**Instruction:** In the post on serializing many objects into a single file, what does ReadAnimalFromFile return when the position is at the end of the file?

**Reading passage:**
Wednesday, July 18, 2007

Serializing lots of different objects into a single file

Here's a neat trick I discovered a while back that I thought I'd share. Us .NET programmers are always doing serialization for one reason or another. The built in BCL binary serializer, System.Runtime.Serialization.Formatters.Binary.BinaryFormatter is a really easy way of persisting objects to disk or any other kind of binary stream. What I didn't realise until I discovered this trick is that you can serialize one object after another onto a single stream and then read them back one by one. You can create a file, serialize some objects to it, close it, then open it again and append a few more. Also the objects don't have to be the same type, the BinaryFormatter just reads to the next object boundary and then returns the object cast as object. Also you don't have to read all the objects back into memory at once. So long as you remember the position of the last object you deserialized, you can just continue at some later date. This is really efficient if you've got huge collections of things you want to store and process. Of course if you want to serialize a lot of independent objects (or object graphs) you could always insert them into some data structure like an ArrayList and then serialize the ArrayList, but this means creating all the objects in memory at once and reading them all back into memory at once which is fine with small collections, but isn't a good strategy for larger amounts of data. Here's a little demo. The meat of it is the functions WriteAnimalToFile and ReadAnimalFromFile. WriteAnimalToFile opens a file, writes one Animal object to it and then closes the file. In the demo we do this for 10 different types of Animal, note that Animal is an abstract base class that's specialized by Cat and Dog. ReadAnimalFromFile opens a file, seeks to the given position, reads one animal back and then closes it. It returns the animal and the new position. In the demo we read back all the animals we created with WriteAnimalToFile. Note that in ReadAnimalFromFile we don't have to tell the BinaryFormatter what kind of object to expect, it just reads to the next object boundry. If the position is at the end of the file, we just return null.

**Material:**
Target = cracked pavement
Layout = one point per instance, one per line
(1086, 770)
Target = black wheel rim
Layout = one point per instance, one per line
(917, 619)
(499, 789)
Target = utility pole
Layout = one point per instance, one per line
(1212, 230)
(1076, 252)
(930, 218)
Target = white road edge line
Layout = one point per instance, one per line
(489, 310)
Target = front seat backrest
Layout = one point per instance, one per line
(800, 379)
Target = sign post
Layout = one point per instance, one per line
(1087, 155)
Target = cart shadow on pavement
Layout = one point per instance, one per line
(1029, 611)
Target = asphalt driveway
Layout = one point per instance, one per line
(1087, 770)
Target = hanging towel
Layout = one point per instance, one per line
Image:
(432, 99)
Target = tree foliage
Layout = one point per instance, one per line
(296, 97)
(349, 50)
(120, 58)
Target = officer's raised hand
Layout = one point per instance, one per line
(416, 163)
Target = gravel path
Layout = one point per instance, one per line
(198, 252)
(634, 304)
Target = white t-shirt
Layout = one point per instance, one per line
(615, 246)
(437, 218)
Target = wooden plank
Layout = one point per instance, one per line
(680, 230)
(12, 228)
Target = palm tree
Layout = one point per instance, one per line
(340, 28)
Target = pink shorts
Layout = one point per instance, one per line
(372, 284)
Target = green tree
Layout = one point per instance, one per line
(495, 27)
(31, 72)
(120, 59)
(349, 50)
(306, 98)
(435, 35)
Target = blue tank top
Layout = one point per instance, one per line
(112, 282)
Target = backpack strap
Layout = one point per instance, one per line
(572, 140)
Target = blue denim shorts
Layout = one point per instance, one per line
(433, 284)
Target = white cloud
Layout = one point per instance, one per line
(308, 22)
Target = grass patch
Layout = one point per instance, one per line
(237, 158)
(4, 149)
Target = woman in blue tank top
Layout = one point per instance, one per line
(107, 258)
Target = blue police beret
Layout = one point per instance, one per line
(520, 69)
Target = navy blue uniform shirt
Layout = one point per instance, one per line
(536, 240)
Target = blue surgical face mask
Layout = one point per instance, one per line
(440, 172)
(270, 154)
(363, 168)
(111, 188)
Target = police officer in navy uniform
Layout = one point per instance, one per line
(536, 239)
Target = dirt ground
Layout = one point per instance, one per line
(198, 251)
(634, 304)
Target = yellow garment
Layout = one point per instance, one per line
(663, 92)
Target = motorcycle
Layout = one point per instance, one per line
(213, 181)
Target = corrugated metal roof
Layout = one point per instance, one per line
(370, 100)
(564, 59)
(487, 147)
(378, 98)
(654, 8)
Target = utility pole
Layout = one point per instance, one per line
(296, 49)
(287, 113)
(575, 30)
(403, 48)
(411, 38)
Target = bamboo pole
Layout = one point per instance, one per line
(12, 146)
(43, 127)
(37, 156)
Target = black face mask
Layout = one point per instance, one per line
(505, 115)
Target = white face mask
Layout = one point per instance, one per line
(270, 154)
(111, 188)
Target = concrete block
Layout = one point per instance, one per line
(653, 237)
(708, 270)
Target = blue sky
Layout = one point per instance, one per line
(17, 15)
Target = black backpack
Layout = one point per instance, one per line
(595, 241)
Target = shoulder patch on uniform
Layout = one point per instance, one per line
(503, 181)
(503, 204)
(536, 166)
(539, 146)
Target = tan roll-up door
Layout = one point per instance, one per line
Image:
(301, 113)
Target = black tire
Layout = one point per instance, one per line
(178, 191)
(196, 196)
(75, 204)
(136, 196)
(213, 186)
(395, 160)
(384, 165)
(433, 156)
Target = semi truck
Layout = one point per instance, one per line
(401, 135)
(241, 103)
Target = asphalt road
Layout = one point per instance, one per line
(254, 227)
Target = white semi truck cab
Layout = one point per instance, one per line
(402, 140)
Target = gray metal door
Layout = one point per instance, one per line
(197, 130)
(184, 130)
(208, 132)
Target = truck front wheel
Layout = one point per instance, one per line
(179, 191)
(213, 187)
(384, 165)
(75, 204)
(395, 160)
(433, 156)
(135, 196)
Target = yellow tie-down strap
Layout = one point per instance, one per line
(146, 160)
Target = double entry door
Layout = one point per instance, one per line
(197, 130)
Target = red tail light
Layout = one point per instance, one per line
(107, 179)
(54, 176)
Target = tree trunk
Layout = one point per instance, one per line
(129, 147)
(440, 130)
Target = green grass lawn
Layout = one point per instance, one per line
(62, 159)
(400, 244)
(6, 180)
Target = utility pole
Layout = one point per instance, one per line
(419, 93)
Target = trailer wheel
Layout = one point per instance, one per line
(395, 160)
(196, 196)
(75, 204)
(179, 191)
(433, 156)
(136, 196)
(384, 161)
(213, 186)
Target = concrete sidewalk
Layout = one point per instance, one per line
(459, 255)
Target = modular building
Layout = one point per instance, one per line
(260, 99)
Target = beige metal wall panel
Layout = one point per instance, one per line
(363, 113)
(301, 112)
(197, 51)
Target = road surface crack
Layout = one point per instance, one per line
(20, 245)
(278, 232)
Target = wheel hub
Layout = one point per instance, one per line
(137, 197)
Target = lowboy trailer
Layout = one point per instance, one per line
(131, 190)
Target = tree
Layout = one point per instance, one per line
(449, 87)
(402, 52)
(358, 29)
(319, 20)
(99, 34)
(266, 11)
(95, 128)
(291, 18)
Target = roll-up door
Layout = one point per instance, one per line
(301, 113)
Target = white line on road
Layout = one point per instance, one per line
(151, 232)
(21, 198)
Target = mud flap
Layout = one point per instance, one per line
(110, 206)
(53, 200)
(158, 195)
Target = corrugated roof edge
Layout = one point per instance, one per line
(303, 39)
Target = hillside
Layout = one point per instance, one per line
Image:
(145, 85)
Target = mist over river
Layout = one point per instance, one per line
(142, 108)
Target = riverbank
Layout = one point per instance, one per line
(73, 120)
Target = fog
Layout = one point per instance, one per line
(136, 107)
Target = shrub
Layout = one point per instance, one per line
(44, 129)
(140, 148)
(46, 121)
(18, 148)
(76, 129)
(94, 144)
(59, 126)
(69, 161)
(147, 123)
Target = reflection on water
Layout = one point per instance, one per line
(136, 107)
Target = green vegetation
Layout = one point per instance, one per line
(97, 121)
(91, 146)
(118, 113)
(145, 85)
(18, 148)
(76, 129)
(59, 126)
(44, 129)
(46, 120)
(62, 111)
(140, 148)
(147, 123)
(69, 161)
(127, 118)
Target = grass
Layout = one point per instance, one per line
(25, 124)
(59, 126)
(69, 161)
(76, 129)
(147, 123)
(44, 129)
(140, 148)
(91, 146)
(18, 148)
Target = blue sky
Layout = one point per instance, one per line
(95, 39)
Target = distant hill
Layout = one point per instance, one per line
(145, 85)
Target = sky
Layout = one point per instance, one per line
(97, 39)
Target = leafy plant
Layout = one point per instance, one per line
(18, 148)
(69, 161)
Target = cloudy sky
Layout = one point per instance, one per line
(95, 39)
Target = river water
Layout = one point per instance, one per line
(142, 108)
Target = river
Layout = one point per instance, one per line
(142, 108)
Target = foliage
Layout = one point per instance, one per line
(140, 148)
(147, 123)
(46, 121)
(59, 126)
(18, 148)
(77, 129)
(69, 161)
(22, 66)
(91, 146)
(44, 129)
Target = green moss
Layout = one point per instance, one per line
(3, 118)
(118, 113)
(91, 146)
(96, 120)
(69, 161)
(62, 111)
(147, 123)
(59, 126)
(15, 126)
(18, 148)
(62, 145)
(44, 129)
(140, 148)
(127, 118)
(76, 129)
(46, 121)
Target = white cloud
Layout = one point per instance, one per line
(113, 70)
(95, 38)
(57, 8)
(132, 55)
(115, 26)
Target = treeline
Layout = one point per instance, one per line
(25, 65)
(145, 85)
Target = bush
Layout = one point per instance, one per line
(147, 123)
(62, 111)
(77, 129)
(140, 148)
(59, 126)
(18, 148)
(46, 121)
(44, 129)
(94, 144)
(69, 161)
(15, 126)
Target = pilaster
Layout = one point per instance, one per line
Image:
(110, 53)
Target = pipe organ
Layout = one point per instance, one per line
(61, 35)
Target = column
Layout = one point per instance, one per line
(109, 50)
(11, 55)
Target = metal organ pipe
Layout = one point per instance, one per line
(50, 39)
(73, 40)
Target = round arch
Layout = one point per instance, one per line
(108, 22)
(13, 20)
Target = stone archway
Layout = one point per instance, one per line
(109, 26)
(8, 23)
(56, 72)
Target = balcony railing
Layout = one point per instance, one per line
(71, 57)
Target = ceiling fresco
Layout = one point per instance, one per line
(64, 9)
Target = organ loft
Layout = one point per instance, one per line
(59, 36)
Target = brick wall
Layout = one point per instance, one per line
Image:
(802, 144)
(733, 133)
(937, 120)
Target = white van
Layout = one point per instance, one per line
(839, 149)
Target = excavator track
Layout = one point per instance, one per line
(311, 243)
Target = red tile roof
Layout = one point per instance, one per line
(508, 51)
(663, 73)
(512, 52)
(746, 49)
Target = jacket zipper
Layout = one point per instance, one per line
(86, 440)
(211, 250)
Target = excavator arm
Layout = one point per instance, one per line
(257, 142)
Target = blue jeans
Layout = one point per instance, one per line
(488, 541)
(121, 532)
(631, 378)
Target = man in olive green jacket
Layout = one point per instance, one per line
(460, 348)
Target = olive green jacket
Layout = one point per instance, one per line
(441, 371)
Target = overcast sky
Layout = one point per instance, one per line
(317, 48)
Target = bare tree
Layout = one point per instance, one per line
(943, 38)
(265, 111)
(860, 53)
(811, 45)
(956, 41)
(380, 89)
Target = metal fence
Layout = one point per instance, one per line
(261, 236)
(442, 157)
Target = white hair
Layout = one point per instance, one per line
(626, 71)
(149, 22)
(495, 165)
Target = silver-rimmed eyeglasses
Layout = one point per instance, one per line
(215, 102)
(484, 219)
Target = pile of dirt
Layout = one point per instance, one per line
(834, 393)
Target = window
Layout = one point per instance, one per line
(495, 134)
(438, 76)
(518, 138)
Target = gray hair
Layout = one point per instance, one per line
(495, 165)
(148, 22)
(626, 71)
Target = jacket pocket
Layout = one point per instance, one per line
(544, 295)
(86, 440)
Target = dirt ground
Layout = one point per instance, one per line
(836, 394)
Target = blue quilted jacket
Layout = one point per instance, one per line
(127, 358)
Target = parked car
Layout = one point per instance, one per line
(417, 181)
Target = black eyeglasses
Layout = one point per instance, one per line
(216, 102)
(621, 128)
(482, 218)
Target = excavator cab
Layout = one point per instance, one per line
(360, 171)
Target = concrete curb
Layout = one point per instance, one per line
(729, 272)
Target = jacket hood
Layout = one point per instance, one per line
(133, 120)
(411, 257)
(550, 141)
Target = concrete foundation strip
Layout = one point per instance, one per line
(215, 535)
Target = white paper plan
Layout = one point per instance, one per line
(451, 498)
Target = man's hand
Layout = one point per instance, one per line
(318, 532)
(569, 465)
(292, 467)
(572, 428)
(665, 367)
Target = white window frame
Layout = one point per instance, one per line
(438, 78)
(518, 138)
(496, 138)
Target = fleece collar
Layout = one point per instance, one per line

**Expected answer:** It returns null.